## Start Document section

Cotton Bowl Classic, W 28–27 vs. Syracuse
- Conference: Southwest Conference

Ranking
- Coaches: No. 14
- AP: No. 14
- Record: 8–3 (5–1 SWC)
- Head coach: Abe Martin (4th season);
- Offensive scheme: Meyer spread
- Home stadium: Amon G. Carter Stadium

= 1956 TCU Horned Frogs football team =

American college football season

The 1956 TCU Horned Frogs football team represented Texas Christian University (TCU) in the 1956 college football season. The Horned Frogs finished the season 8–3 overall and 5–1 in the Southwest Conference. The team was coached by Abe Martin in his fourth year as head coach. The Frogs played their home games in Amon G. Carter Stadium, which is located on campus in Fort Worth, Texas. They were invited to the Cotton Bowl Classic where they won against Syracuse by a score of 28–27.

## End Document section

• **Required task a**
Print the part of the article on the 1956 TCU Horned Frogs football team from "The 1956 TCU" to "score of 28–27.".
The article above and the listing that comes next are unrelated pieces of material.

## Start Records to use

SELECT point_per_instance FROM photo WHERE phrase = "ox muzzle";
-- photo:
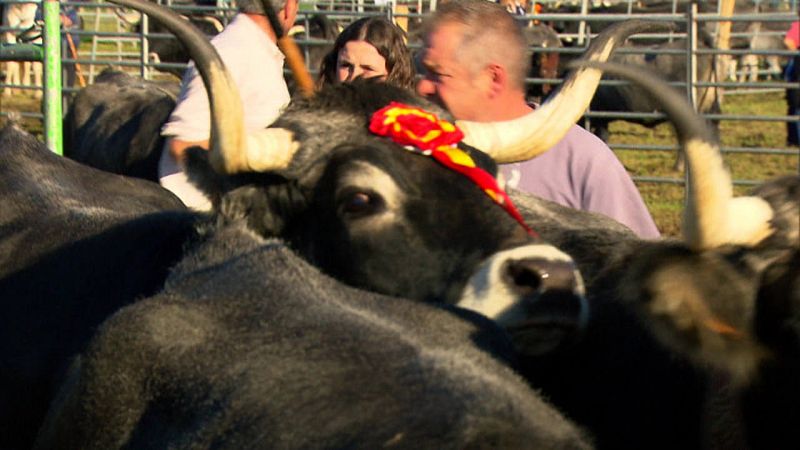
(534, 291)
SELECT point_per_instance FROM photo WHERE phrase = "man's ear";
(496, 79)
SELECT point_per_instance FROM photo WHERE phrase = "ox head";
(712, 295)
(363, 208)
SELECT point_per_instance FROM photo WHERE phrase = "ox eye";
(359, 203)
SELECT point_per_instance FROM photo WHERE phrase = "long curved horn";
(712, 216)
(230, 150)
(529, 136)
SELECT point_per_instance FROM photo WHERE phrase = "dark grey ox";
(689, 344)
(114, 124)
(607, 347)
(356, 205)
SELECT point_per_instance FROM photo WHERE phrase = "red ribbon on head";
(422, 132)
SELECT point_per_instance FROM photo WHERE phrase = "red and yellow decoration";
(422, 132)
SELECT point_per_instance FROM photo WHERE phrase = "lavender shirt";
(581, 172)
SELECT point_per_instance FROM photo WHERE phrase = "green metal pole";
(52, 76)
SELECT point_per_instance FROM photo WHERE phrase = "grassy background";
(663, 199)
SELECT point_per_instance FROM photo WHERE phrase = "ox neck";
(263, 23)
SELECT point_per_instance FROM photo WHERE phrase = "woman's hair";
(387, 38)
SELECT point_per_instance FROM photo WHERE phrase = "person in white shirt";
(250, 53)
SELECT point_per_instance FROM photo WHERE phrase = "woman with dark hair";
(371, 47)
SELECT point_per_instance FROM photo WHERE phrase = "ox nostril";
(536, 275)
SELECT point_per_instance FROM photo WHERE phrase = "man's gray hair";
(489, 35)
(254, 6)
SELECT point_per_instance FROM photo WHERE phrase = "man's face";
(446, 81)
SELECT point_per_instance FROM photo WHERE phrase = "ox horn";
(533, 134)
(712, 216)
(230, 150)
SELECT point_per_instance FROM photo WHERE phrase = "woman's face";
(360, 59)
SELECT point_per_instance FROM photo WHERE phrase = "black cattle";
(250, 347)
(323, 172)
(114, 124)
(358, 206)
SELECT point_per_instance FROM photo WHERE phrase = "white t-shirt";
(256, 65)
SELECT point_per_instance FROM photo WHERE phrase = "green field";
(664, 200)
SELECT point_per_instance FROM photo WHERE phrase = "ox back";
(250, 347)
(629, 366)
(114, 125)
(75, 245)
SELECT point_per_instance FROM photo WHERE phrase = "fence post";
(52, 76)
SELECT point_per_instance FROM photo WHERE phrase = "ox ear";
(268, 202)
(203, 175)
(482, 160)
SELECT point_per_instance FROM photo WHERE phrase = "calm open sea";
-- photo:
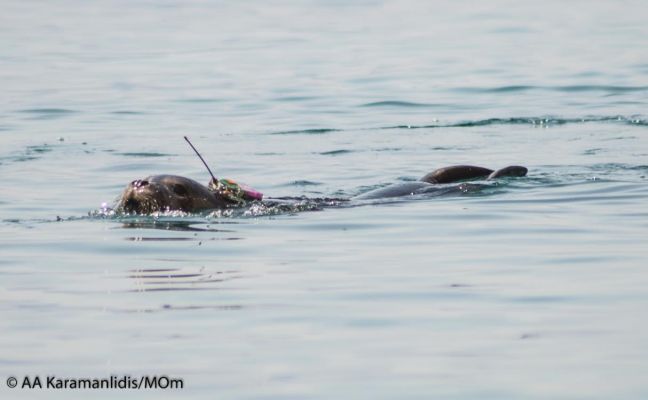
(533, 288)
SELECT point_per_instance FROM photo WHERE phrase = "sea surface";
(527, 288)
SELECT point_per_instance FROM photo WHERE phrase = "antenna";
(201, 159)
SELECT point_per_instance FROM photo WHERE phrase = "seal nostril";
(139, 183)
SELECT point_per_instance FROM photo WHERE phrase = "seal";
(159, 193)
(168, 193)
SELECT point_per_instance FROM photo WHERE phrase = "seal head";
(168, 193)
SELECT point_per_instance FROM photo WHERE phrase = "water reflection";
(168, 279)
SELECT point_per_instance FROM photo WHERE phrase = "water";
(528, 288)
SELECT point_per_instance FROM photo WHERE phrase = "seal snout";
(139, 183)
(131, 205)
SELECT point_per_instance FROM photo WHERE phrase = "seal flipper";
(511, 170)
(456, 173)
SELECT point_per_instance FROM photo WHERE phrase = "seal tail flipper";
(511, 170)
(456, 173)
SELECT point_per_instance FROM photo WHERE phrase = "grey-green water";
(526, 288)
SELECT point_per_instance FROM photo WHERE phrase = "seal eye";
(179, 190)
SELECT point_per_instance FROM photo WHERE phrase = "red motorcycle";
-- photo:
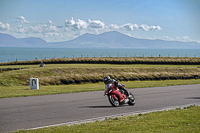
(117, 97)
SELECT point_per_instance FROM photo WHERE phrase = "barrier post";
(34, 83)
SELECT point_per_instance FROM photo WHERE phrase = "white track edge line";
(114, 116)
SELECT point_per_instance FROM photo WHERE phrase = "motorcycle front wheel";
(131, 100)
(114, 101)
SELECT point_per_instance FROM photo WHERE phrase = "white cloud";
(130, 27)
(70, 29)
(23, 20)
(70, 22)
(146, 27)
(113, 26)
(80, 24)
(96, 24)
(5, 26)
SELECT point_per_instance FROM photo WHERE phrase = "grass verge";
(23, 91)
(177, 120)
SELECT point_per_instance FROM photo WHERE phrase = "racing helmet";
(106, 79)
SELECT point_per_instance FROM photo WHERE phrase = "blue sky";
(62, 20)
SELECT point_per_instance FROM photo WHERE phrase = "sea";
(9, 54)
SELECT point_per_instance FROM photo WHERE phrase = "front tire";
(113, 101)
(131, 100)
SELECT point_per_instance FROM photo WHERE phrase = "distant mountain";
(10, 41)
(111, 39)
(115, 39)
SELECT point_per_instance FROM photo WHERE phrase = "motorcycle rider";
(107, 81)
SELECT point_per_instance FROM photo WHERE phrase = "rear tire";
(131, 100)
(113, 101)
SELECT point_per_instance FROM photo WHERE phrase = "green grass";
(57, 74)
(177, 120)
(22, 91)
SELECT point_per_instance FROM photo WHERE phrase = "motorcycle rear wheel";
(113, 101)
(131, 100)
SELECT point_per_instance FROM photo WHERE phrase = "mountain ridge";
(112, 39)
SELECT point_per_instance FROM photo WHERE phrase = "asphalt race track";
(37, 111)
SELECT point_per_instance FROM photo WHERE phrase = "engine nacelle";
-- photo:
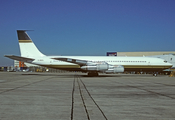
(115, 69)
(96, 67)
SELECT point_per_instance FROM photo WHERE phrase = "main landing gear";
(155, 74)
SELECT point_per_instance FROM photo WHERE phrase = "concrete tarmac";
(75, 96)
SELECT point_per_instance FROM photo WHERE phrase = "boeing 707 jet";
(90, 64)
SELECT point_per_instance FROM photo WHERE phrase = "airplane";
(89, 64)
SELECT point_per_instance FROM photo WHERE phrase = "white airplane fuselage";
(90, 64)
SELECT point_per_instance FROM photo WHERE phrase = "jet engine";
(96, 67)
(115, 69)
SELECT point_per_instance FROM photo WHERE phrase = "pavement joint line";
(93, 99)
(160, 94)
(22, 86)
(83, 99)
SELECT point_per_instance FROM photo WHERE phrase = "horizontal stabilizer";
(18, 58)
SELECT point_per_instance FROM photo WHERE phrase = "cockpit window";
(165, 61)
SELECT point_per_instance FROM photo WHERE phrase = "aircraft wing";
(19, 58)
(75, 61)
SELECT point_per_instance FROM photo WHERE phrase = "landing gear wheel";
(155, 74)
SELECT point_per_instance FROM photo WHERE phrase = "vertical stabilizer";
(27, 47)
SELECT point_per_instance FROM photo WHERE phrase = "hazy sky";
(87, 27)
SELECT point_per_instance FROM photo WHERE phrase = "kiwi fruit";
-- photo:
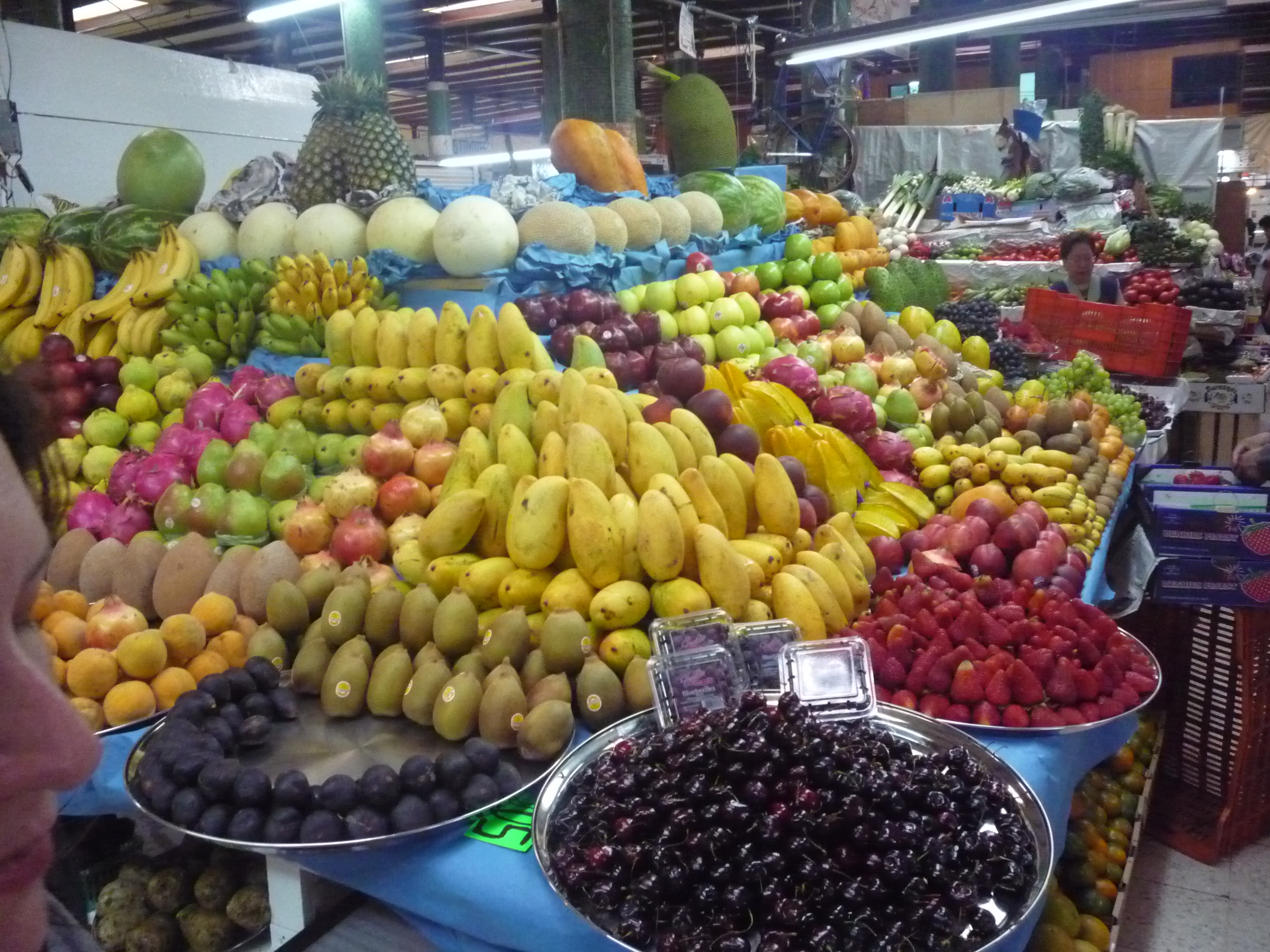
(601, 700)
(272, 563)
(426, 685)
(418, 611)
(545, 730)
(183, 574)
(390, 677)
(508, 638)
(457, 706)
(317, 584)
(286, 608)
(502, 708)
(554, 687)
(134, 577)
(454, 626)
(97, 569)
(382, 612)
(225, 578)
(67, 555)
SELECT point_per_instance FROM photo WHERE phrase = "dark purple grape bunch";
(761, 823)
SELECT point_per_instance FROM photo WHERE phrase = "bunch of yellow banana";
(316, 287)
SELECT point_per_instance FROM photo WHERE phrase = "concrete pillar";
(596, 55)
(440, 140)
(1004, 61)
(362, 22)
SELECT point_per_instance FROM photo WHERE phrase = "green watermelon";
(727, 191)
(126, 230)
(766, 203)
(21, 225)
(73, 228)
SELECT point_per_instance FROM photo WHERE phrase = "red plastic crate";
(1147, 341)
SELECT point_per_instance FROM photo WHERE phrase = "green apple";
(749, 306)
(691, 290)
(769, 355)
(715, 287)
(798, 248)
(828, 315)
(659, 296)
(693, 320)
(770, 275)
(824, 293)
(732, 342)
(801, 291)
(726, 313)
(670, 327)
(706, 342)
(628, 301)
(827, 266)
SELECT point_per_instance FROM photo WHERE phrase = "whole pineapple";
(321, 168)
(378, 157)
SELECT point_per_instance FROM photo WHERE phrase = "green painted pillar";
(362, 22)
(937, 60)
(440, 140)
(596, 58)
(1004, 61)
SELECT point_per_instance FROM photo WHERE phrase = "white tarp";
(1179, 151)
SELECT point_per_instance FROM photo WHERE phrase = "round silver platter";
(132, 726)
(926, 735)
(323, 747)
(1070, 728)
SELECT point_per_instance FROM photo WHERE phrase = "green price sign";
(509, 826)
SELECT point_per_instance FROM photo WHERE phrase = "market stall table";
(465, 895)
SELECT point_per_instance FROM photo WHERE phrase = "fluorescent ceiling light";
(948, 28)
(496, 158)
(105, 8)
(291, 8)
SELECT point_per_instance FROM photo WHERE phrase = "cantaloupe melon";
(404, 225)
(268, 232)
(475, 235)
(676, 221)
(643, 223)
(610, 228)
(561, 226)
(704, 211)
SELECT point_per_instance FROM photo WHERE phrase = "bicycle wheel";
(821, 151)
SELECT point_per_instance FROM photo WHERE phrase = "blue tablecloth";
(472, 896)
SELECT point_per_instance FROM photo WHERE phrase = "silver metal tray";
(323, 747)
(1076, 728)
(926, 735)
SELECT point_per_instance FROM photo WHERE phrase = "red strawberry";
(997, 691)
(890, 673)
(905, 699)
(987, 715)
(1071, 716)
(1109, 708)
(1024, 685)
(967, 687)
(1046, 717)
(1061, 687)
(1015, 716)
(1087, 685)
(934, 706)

## End Records to use

• **Required task b**
Report each line of the listing that contains the string "engine", matching case exactly.

• **Right answer a**
The 1956 TCU Horned Frogs football team represented Texas Christian University (TCU) in the 1956 college football season. The Horned Frogs finished the season 8–3 overall and 5–1 in the Southwest Conference. The team was coached by Abe Martin in his fourth year as head coach. The Frogs played their home games in Amon G. Carter Stadium, which is located on campus in Fort Worth, Texas. They were invited to the Cotton Bowl Classic where they won against Syracuse by a score of 28–27.

• **Right answer b**
SELECT point_per_instance FROM photo WHERE phrase = "engine nacelle";
SELECT point_per_instance FROM photo WHERE phrase = "jet engine";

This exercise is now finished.